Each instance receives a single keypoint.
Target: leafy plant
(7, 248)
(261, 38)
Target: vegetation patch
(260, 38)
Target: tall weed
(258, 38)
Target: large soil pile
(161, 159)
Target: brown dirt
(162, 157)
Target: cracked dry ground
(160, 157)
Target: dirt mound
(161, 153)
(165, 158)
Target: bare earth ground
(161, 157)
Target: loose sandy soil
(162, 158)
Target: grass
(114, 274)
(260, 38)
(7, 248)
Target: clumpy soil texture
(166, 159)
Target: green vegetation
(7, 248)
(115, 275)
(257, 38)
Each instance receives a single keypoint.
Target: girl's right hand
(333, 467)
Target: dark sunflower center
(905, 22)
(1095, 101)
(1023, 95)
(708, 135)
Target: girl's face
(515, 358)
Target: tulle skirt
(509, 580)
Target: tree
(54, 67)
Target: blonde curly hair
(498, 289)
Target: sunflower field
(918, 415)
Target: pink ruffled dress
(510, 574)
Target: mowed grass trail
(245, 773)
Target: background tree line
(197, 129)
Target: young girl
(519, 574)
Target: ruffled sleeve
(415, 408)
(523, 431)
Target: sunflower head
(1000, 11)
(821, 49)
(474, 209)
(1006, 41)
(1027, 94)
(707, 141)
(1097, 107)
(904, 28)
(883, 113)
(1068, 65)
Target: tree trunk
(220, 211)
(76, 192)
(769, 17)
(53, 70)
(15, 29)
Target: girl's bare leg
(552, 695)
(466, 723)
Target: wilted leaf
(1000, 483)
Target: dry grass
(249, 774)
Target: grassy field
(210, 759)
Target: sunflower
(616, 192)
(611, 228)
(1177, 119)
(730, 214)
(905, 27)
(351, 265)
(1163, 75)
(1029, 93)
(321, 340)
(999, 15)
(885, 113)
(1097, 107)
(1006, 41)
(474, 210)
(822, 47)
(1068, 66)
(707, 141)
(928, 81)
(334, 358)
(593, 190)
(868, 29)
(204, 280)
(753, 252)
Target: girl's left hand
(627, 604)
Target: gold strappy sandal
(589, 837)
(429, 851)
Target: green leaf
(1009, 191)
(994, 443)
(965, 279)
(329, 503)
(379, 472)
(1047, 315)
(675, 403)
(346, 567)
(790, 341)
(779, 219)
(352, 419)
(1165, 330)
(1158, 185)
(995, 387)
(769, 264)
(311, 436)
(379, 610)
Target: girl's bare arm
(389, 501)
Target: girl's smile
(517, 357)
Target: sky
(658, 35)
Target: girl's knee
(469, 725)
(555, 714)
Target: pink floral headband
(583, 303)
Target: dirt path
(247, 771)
================
What you should do:
Would you restate each of the entries word for word?

Reply:
Each instance receives a single keypoint.
Target: leafy plant
(7, 248)
(261, 38)
Target: vegetation patch
(260, 38)
Target: tall weed
(258, 38)
Target: large soil pile
(161, 159)
Target: brown dirt
(162, 157)
Target: cracked dry ground
(160, 157)
Target: dirt mound
(161, 153)
(165, 158)
Target: bare earth ground
(161, 157)
Target: loose sandy soil
(162, 158)
Target: grass
(114, 274)
(260, 38)
(7, 248)
Target: clumpy soil texture
(166, 159)
Target: green vegetation
(7, 248)
(115, 275)
(257, 38)
Each instance receives a single keypoint.
Target: girl's right hand
(333, 467)
Target: dark sunflower center
(905, 22)
(1095, 101)
(1023, 95)
(708, 135)
Target: girl's face
(515, 358)
Target: tulle skirt
(509, 580)
Target: tree
(54, 67)
Target: blonde curly hair
(498, 289)
Target: sunflower field
(918, 415)
Target: pink ruffled dress
(510, 574)
Target: mowed grass trail
(245, 773)
Target: background tree line
(197, 129)
Target: young girl
(519, 574)
Target: ruffled sleeve
(415, 408)
(523, 431)
Target: sunflower head
(1000, 11)
(821, 49)
(474, 209)
(1006, 41)
(1027, 94)
(707, 141)
(1097, 107)
(904, 28)
(883, 113)
(1068, 65)
Target: tree trunk
(220, 211)
(76, 192)
(769, 17)
(53, 70)
(15, 29)
Target: girl's bare leg
(552, 695)
(466, 723)
Target: wilted leaf
(1000, 483)
Target: dry grass
(249, 774)
Target: grassy field
(210, 759)
Target: sunflower
(616, 192)
(611, 228)
(1177, 119)
(730, 214)
(905, 27)
(351, 265)
(1163, 75)
(1029, 93)
(321, 340)
(999, 15)
(885, 113)
(1097, 107)
(1006, 41)
(474, 210)
(822, 47)
(1068, 66)
(707, 141)
(928, 81)
(334, 358)
(593, 190)
(868, 29)
(204, 280)
(753, 252)
Target: girl's left hand
(627, 604)
Target: gold strappy sandal
(589, 837)
(429, 851)
Target: green leaf
(1009, 191)
(994, 443)
(965, 279)
(329, 503)
(379, 472)
(1047, 315)
(675, 403)
(346, 567)
(790, 341)
(779, 219)
(352, 419)
(1165, 330)
(1158, 185)
(995, 387)
(769, 264)
(311, 436)
(379, 610)
Target: girl's bare arm
(389, 501)
Target: girl's smile
(517, 357)
Target: sky
(658, 35)
Target: girl's knee
(469, 725)
(555, 714)
Target: pink floral headband
(583, 303)
Target: dirt path
(247, 771)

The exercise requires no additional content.